Material shown:
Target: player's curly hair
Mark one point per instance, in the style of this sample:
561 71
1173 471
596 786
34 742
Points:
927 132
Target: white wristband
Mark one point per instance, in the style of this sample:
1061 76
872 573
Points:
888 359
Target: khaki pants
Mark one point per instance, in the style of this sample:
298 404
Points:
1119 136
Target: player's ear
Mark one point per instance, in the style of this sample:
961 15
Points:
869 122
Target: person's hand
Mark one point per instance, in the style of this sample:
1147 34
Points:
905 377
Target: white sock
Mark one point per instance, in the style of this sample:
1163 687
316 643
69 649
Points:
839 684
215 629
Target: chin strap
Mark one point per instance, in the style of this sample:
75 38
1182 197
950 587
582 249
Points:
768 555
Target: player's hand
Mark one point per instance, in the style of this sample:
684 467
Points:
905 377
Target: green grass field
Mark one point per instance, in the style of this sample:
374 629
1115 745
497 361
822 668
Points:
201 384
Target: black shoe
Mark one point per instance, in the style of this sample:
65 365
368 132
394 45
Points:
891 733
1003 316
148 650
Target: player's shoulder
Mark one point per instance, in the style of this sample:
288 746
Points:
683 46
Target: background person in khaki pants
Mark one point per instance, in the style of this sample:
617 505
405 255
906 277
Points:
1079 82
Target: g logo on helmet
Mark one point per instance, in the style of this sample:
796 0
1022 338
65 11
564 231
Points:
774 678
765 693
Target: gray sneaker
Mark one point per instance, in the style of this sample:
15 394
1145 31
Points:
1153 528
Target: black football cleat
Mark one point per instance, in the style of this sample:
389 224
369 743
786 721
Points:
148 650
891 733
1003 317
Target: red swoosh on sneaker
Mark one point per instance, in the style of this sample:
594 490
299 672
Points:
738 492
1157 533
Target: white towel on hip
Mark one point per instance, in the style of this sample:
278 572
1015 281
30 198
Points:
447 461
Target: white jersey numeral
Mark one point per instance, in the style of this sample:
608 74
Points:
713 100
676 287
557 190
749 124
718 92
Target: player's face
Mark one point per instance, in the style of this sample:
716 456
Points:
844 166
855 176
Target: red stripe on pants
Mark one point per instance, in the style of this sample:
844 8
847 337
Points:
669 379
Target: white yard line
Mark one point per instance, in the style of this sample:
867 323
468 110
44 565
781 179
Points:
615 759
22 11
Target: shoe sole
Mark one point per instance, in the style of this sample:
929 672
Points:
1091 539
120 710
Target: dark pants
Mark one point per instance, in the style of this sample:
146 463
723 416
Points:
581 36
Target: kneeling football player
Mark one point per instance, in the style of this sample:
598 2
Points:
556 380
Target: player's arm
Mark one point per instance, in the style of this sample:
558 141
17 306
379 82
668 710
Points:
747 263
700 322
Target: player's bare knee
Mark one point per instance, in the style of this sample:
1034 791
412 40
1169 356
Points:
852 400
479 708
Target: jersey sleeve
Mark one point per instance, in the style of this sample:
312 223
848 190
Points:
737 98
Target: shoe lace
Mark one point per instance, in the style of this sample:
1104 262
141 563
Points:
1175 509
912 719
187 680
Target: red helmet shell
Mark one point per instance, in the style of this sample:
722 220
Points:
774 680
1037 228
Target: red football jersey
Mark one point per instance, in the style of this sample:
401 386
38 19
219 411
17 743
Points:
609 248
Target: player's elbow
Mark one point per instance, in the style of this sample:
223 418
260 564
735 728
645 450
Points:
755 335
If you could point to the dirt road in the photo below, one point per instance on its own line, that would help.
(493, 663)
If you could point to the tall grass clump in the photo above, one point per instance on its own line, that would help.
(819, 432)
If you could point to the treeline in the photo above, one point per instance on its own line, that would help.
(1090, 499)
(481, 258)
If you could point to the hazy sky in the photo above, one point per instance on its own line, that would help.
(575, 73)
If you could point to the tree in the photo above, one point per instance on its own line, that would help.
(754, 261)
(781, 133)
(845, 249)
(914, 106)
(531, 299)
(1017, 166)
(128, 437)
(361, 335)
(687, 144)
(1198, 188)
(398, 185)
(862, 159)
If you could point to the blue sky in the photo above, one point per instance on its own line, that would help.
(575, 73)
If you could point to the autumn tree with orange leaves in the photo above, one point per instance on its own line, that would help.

Requirement:
Produce an exact copy of all the records.

Solution:
Target: player's curly hair
Mark one point per instance, in the style of this sample:
561 71
1173 471
596 786
34 742
Points:
927 132
Target: white wristband
Mark one point per instance, in the style of this sample:
1061 76
872 573
Points:
888 359
Target: khaki pants
Mark one point per instance, in the style of this sample:
298 404
Points:
1119 136
Target: player's ear
Mark one point per instance, in the style of this sample:
961 15
Points:
869 122
Target: person's hand
Mark one point per instance, in the style of this sample:
1147 34
Points:
905 377
Target: white sock
Mark one point per instance, in the style of this sample:
1163 687
316 643
69 649
Points:
839 684
215 629
Target: chin strap
Mark one point per instance, in the style of this sample:
75 38
1182 197
950 587
582 249
Points:
768 555
Target: player's hand
Mark one point per instance, in the style of this sample:
684 467
Points:
905 377
Target: green grass field
Mark one point per instance, in the style of this sample:
374 629
1115 745
497 361
822 668
Points:
201 384
Target: black shoe
Mark one point per instance, in the style of this sample:
65 365
368 132
394 45
Points:
891 733
1003 316
148 650
Target: player's shoulder
Mark one point per instance, in the style of this sample:
288 746
Points:
683 46
Target: background person in khaki pants
Mark one point per instance, in the style of this sample:
617 505
405 255
906 277
Points:
1079 82
Target: g logo on helmet
Mark one point per instance, in the style of this sample:
796 0
1022 338
65 11
564 231
Points:
774 678
765 693
Target: gray sneaker
Mark one point per instance, in the style of this sample:
15 394
1145 31
Points:
1153 528
Target: black football cleat
Mark one point per instance, in the style of this sample:
389 224
369 743
786 721
Points:
148 650
891 733
1003 317
Target: red swoosh on sneaker
Mark one point per instance, in the style of this sample:
594 490
299 672
Points:
738 492
1157 533
Target: white towel on hip
Mark one point per instance, in the style of this sample:
278 572
1015 281
30 198
Points:
447 461
Target: white jersey numeral
Mark one point per instance, in the style of this sample:
608 74
Points:
713 100
676 287
557 190
749 124
718 92
Target: player's face
Mark one point per instance, in the style of this sample:
716 456
Points:
844 166
855 176
Target: red stripe on pants
Mark one point per instance, in the style of this sample:
844 8
847 337
Points:
669 379
Target: white yard line
Mark one point per instance, in the style of this sample:
867 323
468 110
44 565
781 179
Points:
615 759
22 11
Target: shoe sole
Mark one point per instance, in the style of this sample:
929 672
Points:
1091 539
120 710
Target: dark pants
Mark one point per instance, in the style of this sample:
146 463
723 416
Points:
581 36
Target: kneeling football player
Mark one point per instance, in the style of this sample:
598 2
Points:
556 380
Target: player's arm
Mark one point per instance, in the style of this sample:
558 141
17 306
379 82
668 710
Points:
747 263
700 322
Target: player's bare knee
Mark one point per instance, in the style of this sample:
1034 791
412 40
1169 356
Points:
852 400
479 708
Target: jersey sleeve
Mark one point per instance, in the style of this sample:
312 223
848 190
Points:
737 98
Target: shoe lace
Mark one point per instance, in the style of this sample:
1104 262
141 563
Points:
1175 509
912 719
187 680
Target: red helmet shell
Mark one point per instance, in the style of this sample:
722 220
Points:
774 680
1037 228
Target: red football jersey
Mark one point per instance, in the style of this sample:
401 386
38 19
219 411
17 743
Points:
609 248
Target: player's elbow
Mark one point per instance, in the style of this sample:
223 418
260 564
735 728
645 450
Points:
755 335
If you could point to the dirt road in the photo below, one point per instance on its own line, that would help.
(493, 663)
If you could point to the tall grass clump in the photo above, one point per instance on its own line, that would help.
(819, 432)
If you could point to the treeline in the photo above, one point per instance on its own line, that would help.
(1090, 499)
(481, 258)
If you could point to the hazy sky in the photo above, one point per instance on its own line, that would help.
(575, 73)
If you could point to the tree in the photo above, one point per instance on its own line, that would help.
(754, 261)
(781, 133)
(845, 249)
(914, 106)
(531, 299)
(1017, 166)
(128, 437)
(361, 335)
(687, 144)
(1198, 188)
(398, 185)
(862, 159)
If you could point to the blue sky in the photo above, one point per instance on its own line, that would help.
(575, 73)
If you could point to the autumn tree with orange leaves in the photo above, one point per instance on its own line, that would help.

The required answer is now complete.